*Do this*: Reproduce the listing starting at the line containing "Drop one marker on each instance of the porch step" and ending at the last line of the listing, requests included. Add 96 to every x and y coordinate in the answers.

[Extracted data entries]
____________________

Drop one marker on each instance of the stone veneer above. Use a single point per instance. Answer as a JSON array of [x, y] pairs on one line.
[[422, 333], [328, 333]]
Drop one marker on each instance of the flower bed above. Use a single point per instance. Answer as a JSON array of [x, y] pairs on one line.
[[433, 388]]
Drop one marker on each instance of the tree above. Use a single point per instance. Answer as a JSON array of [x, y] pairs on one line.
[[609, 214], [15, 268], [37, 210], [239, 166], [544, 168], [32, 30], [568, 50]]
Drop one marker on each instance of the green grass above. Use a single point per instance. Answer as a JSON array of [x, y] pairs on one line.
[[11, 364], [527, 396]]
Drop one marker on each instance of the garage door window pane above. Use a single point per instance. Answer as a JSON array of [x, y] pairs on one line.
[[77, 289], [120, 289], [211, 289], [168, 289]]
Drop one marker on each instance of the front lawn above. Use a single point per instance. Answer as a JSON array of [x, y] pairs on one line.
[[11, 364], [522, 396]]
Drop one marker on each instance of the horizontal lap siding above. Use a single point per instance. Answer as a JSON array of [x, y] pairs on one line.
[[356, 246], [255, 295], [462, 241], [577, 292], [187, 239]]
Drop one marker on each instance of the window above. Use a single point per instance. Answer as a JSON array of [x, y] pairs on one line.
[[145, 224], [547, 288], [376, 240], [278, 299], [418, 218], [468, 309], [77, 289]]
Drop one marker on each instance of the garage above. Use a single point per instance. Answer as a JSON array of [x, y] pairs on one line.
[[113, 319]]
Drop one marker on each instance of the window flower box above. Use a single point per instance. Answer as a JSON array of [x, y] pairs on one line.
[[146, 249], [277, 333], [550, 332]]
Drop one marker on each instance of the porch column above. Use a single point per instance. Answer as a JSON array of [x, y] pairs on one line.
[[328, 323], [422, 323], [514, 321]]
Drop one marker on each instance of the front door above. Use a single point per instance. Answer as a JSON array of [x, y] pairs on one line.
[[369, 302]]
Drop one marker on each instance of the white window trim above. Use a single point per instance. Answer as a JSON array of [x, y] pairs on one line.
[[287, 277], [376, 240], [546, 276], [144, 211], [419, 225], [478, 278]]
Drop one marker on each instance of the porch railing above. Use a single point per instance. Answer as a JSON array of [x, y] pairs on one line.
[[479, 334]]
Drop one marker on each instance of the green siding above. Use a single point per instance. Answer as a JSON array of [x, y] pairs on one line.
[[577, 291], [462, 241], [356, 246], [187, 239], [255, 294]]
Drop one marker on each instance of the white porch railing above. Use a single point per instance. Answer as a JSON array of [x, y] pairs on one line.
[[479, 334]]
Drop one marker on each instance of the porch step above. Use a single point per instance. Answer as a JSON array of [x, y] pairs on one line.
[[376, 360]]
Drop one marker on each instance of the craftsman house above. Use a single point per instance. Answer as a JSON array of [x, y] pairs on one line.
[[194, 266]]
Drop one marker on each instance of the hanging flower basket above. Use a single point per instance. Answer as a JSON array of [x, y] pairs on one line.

____________________

*Response to the task*:
Drop one marker on each instance of the porch step above. Use a single point per instance. Answer as a JSON array of [x, y] pairs on one line.
[[472, 456]]
Drop one marker on each instance of the craftsman house above. Use a single point per instance. Answer as a JSON array of [x, y] pairs on one line.
[[290, 362]]
Drop one marker on each instance of the hanging flower basket above. Use a single point per instance. Answer as a JSON array of [x, y] pairs on one line.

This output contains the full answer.